Please answer these questions from the article below on the seniors' exercise study:
(a) How many online group exercise classes per week will the first group attend?
(b) Who is eligible to join the study?
(c) How long does the trial run?

DOCUMENT EXTRACT:
═══
UBC, UVic researchers look at impact of exercise classes on seniors isolated by COVID-19
Many gyms began offering fitness classes online during the COVID-19 pandemic. A new UBC study looks at potential mental health benefits for seniors involved in such classes.
VANCOUVER -- Researchers at the University of British Columbia and the University of Victoria are studying the effects of exercise programs on seniors forced to stay home during the COVID-19 pandemic, and they're looking for more participants.
The study - known as the Seniors COVID-19 Pandemic and Exercise, or SCOPE, Trial - splits participants into three groups. One group will participate in at least three online group exercise classes per week. Another will complete the same workouts, but on their own time and without a live instructor or other participants. The third group will serve as a control group, not participating in any of the exercise classes until after the 12-week trial is complete.
The goal is to determine whether participating in the exercise classes has a positive impact on the mental health of seniors who are staying at home because of the coronavirus, said Mark Beauchamp, a professor of exercise and health psychology at UBC and the lead researcher on the project.
Beauchamp said the isolation necessitated by the pandemic has been difficult on people's mental health, and that seniors have been hit particularly hard.
"Even as things start to open up, we're still hearing a certain level of anxiety, especially among older adults," he said.
The study builds on existing research showing that physical activity can help with mental health, Beauchamp said, adding that researchers hope to determine whether the group programs, which officer the opportunity for participants to socialize after their workouts, improve this effect.
"We know from some of our previous work that some of the opportunities to connect right after the classes are really, really salient," he said.
At the same time, however, Beauchamp said it's "an open question" whether participating in group exercise classes online will be measurably better for a person's mental and physical health than doing the same workout routines on one's own. The latter approach offers a flexibility that online classes do not, the researcher noted.
"It may be that some degree of choice actually drives improvements in these outcomes, but also there's some evidence that points to the fact that social connectivity is an important driver," Beauchamp said.
Exercise classes for the study began Wednesday morning, with participants joining live from across Canada.
That said, more participants are welcome, Beauchamp said. The study is open to anyone over 65 with an internet connection and a device from which to join the classes, he said. More information on how to join the trial can be found on the study's website.
Beauchamp said the researchers plan to disseminate their findings as quickly as possible in the hope that they will be of use to both fellow scientists and to people who work with seniors.
"We're running this as a 12-week trial, so by the fall we'd have the findings from this in terms of understanding what types of programs are best able to support older adults in terms of - especially - their mental health, but also physical health as well," he said.
That could prove especially useful if there is a second wave of COVID-19 this winter, Beauchamp said.
═══
(Dataset records)
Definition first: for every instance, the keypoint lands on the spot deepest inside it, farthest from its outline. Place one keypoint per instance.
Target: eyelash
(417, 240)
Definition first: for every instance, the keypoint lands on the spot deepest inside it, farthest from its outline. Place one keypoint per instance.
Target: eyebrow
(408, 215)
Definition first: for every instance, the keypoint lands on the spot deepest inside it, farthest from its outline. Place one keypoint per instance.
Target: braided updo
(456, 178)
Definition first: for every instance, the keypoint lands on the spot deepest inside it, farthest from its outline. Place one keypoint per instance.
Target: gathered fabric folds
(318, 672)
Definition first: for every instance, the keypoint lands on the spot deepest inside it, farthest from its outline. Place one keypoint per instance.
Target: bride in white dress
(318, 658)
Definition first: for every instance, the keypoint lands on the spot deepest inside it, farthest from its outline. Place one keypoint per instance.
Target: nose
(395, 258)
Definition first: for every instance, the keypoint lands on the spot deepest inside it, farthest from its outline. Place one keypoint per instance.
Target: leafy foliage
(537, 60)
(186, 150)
═══
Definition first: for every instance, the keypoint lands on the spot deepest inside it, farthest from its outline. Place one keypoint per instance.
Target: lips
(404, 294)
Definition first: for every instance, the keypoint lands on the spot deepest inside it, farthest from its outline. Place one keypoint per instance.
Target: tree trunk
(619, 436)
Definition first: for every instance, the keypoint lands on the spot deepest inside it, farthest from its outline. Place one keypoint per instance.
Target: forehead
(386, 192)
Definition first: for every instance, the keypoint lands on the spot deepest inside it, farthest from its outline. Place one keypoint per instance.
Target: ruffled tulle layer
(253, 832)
═══
RESULT BELOW:
(a) At least three.
(b) Anyone over 65 with an internet connection and a device from which to join the classes.
(c) 12 weeks.